_DOCUMENT TEXT_.

/---

'Recovering Attorney' Teaches Free Meditation Classes in Central Park
UPPER EAST SIDE — Lawyer Karen Nourizadeh felt stuck in a life she often found stressful and unfulfilling.
She spent her late 20s and early 30s working as a lawyer, first as in-house counsel for insurance giant AIG and later as a defense attorney in medical malpractice cases. Her intense work led her to develop stress-related headaches. One day, when she had a particularly painful headache, she tried meditation as a way to cope.
“I just sat down and tried to focus on my breathing for a few minutes because nothing else was working,” Nourizadeh said. “Within 15 minutes it went away, so I knew there was power in this.”
Now Nourizadeh, who gave up her tension-filled career to practice yoga full time, wants to teach New Yorkers to relax the way she did.

\---

_DATA TO EXAMINE_.
/---

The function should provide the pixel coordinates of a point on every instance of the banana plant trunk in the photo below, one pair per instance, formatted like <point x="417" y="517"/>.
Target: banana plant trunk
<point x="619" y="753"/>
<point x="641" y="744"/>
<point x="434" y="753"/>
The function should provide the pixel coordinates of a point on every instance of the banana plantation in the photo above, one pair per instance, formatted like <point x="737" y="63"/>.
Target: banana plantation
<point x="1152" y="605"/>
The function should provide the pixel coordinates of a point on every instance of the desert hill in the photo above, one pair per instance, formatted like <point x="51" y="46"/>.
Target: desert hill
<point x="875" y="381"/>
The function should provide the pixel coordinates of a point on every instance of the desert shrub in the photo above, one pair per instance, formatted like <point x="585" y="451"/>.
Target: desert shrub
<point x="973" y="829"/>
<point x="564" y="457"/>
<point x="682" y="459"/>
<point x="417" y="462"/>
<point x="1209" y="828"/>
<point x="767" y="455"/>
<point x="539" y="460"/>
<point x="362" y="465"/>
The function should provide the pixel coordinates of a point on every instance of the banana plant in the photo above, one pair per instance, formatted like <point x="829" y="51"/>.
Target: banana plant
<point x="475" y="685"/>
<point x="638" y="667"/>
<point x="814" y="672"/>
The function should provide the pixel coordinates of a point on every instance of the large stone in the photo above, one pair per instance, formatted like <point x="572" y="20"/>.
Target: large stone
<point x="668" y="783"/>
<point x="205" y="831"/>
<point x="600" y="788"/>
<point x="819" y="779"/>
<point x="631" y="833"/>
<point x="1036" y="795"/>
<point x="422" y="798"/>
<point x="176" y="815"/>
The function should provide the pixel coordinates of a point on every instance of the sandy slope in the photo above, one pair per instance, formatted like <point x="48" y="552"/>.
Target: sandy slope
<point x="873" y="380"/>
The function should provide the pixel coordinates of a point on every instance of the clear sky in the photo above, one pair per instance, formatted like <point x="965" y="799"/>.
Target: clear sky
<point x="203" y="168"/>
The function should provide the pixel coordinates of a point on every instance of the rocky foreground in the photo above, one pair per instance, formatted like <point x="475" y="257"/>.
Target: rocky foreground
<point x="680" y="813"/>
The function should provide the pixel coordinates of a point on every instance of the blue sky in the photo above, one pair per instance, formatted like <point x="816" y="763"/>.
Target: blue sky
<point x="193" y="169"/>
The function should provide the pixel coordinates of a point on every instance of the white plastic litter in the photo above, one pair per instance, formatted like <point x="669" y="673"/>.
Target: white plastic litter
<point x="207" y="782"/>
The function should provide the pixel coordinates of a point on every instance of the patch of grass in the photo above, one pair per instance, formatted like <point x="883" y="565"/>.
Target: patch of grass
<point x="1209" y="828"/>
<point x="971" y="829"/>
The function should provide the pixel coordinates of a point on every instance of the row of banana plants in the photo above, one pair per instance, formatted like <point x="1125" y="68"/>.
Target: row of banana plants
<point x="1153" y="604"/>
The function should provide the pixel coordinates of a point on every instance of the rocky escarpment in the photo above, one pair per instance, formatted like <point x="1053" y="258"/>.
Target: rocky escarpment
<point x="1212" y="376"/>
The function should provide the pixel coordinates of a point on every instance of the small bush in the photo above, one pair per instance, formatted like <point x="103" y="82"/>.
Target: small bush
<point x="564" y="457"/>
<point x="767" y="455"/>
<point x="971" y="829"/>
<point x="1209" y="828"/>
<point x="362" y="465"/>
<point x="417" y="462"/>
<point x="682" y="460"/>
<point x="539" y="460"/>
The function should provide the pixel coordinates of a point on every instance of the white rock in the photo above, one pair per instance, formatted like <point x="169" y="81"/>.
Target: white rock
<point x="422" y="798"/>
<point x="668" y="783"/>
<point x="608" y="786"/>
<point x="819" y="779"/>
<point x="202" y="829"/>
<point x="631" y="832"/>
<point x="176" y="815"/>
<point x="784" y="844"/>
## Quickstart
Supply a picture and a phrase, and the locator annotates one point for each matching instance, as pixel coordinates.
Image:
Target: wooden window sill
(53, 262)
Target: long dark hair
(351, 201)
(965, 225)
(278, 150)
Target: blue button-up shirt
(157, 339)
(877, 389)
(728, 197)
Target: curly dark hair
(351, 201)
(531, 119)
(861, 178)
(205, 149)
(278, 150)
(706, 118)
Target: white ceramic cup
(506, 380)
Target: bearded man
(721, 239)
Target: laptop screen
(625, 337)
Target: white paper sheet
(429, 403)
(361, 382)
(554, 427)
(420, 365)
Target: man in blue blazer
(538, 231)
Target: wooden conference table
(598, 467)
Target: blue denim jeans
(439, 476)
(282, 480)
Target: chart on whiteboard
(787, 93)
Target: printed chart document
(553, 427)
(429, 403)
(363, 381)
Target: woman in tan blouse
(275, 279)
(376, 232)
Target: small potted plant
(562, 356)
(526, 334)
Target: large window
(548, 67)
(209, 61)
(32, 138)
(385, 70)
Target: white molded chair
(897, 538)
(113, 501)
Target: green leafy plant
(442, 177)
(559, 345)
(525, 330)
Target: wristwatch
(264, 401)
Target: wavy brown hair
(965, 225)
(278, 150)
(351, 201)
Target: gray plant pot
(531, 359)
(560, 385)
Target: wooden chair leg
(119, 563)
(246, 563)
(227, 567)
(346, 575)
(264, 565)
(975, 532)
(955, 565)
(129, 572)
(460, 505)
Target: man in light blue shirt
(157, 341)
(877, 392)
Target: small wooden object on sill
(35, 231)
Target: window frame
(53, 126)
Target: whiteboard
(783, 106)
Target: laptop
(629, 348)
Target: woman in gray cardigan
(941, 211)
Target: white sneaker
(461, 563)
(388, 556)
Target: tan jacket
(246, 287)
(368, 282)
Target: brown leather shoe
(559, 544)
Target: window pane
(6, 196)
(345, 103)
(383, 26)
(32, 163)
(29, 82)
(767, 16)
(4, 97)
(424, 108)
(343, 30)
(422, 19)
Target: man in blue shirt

\---

_ACTIVITY 1_. In the meditation article, copy everything from "She spent her" down to "way to cope.", substituting "breathing exercises" for "meditation".
_ACTIVITY 2_. According to the meditation article, what health problem did Nourizadeh's intense legal work lead her to develop?
Answer using only the meditation article.

_PROBLEM SOLUTION 1_.
She spent her late 20s and early 30s working as a lawyer, first as in-house counsel for insurance giant AIG and later as a defense attorney in medical malpractice cases. Her intense work led her to develop stress-related headaches. One day, when she had a particularly painful headache, she tried breathing exercises as a way to cope.

_PROBLEM SOLUTION 2_. Stress-related headaches.